*** Material provided

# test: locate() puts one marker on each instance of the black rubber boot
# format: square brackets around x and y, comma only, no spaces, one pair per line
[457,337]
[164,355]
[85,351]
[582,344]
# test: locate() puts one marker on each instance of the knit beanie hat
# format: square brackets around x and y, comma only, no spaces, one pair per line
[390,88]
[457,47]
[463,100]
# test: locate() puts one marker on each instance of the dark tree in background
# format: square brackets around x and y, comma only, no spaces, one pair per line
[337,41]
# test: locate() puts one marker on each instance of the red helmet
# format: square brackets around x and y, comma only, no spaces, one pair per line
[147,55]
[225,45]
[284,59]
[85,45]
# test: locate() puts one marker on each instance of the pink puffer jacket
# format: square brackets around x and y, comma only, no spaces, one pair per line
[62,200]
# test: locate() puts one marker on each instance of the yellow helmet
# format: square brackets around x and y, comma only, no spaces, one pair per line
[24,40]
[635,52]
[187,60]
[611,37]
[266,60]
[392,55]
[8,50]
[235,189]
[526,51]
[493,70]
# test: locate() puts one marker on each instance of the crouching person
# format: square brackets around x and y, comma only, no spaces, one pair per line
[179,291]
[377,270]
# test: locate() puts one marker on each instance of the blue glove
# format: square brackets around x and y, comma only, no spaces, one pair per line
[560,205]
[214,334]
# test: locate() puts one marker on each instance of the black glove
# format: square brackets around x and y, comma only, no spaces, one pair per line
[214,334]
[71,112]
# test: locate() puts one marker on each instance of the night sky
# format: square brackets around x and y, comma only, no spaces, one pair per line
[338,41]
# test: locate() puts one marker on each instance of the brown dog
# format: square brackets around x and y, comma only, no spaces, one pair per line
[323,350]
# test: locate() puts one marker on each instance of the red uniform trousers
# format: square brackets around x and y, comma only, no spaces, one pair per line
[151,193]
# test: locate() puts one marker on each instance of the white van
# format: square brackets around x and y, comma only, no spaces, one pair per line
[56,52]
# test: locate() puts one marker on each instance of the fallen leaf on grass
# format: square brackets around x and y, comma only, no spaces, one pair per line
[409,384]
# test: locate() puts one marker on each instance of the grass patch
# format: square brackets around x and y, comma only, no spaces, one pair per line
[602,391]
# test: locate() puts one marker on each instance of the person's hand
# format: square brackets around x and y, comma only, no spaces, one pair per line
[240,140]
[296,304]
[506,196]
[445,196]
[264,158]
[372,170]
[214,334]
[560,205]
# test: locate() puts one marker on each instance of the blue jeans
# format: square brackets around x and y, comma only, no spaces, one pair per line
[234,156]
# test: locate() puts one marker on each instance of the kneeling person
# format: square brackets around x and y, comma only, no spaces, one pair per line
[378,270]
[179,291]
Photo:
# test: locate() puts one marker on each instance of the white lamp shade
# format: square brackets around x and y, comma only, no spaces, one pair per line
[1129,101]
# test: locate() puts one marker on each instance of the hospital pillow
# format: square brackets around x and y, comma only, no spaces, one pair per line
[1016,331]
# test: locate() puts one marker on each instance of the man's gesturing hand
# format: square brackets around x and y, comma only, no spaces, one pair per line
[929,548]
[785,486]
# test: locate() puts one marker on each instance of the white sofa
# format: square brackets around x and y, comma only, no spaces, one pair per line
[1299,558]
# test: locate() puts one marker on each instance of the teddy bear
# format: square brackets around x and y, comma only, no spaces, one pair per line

******

§ **Problem to solve**
Only lines with the word "white" are wanted. Find and copy them from the records above.

§ **Result for this task**
# test: locate() puts one marker on each instance of the white van
# test: locate() puts one marker on each instance of the white lamp shade
# test: locate() puts one marker on each instance of the white sofa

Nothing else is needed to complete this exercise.